--- START Recorded data ---

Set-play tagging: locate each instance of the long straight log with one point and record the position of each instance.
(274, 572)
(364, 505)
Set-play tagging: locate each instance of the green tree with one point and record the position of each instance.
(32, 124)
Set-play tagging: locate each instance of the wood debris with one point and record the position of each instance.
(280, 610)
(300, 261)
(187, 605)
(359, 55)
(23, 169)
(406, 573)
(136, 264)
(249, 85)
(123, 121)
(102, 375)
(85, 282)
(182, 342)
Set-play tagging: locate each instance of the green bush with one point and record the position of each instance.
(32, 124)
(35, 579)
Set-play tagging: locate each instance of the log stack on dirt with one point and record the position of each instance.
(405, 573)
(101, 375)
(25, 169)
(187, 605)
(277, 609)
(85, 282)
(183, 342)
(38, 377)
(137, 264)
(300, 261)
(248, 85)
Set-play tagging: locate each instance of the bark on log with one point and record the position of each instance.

--- END Recorded data ---

■ **The problem**: Shift every point coordinate in the records above by adding 138 to each number, restating the lines starting at the one that contains "Set-play tagging: locate each instance of the wood" and ending at the last line of the records, with the requests included. Give only those lines.

■ **Written response**:
Set-play tagging: locate each instance of the wood debris with one point and record the position of each instance.
(418, 748)
(438, 399)
(325, 743)
(497, 193)
(161, 307)
(544, 711)
(274, 402)
(387, 223)
(261, 259)
(240, 513)
(223, 420)
(320, 480)
Set-play tagging: locate each instance of the green bush with one point and record the position of each instance.
(170, 262)
(173, 717)
Set-play tagging: locate each instance of the log stack on dirt with one point and record the position of each instance.
(543, 711)
(239, 513)
(163, 307)
(325, 743)
(415, 747)
(223, 420)
(321, 480)
(176, 515)
(275, 402)
(438, 399)
(386, 223)
Set-play tagging: locate each instance of the bark on log with one point and record the position of each instance.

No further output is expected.